ASSIGNMENT: As you look over the data below, please find each line where the word "drop" appears, then copy it.

DATASET ENTRIES:
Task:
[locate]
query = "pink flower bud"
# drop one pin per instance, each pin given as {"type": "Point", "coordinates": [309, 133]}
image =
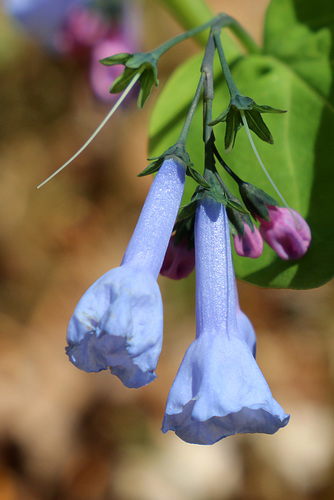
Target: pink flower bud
{"type": "Point", "coordinates": [250, 244]}
{"type": "Point", "coordinates": [179, 260]}
{"type": "Point", "coordinates": [287, 233]}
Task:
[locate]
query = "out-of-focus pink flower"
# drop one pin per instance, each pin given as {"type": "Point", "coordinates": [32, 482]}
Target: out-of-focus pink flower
{"type": "Point", "coordinates": [250, 244]}
{"type": "Point", "coordinates": [286, 232]}
{"type": "Point", "coordinates": [179, 261]}
{"type": "Point", "coordinates": [101, 77]}
{"type": "Point", "coordinates": [83, 29]}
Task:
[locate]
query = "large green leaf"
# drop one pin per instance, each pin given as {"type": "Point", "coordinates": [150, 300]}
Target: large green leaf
{"type": "Point", "coordinates": [294, 73]}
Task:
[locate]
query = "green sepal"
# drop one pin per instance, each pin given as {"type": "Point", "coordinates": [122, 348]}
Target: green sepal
{"type": "Point", "coordinates": [233, 119]}
{"type": "Point", "coordinates": [256, 123]}
{"type": "Point", "coordinates": [152, 168]}
{"type": "Point", "coordinates": [178, 151]}
{"type": "Point", "coordinates": [238, 219]}
{"type": "Point", "coordinates": [122, 81]}
{"type": "Point", "coordinates": [121, 58]}
{"type": "Point", "coordinates": [256, 200]}
{"type": "Point", "coordinates": [216, 190]}
{"type": "Point", "coordinates": [143, 63]}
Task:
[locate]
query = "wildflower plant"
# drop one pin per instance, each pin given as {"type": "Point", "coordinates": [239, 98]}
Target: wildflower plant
{"type": "Point", "coordinates": [198, 203]}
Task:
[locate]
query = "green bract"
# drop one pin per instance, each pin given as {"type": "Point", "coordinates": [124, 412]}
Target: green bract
{"type": "Point", "coordinates": [233, 119]}
{"type": "Point", "coordinates": [145, 64]}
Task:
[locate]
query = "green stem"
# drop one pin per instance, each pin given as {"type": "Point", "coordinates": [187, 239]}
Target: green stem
{"type": "Point", "coordinates": [189, 34]}
{"type": "Point", "coordinates": [190, 13]}
{"type": "Point", "coordinates": [94, 134]}
{"type": "Point", "coordinates": [244, 37]}
{"type": "Point", "coordinates": [233, 89]}
{"type": "Point", "coordinates": [186, 126]}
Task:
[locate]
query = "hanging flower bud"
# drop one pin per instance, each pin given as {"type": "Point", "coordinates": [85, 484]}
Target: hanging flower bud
{"type": "Point", "coordinates": [286, 232]}
{"type": "Point", "coordinates": [250, 244]}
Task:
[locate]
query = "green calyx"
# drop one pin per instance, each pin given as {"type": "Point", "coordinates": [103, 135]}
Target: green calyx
{"type": "Point", "coordinates": [253, 111]}
{"type": "Point", "coordinates": [145, 64]}
{"type": "Point", "coordinates": [177, 151]}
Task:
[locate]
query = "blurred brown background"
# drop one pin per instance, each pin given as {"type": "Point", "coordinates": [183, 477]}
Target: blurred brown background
{"type": "Point", "coordinates": [68, 435]}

TASK RESULT:
# drop one pin per instance, each pin given as {"type": "Point", "coordinates": [309, 133]}
# drop one pin per instance, each pin given as {"type": "Point", "coordinates": [32, 482]}
# drop one pin per instance, each pin given as {"type": "Point", "coordinates": [150, 300]}
# drop one pin per instance, each pin given as {"type": "Point", "coordinates": [122, 348]}
# drop one pin per instance, each pin given as {"type": "Point", "coordinates": [239, 98]}
# drop one pin per instance, each pin given as {"type": "Point", "coordinates": [124, 412]}
# drop one pin per instance, each pin given as {"type": "Point", "coordinates": [187, 239]}
# drop one pin per instance, each pin given as {"type": "Point", "coordinates": [85, 484]}
# drop one pin per instance, each pin given as {"type": "Point", "coordinates": [103, 135]}
# drop one pin per instance, each pin given as {"type": "Point", "coordinates": [183, 477]}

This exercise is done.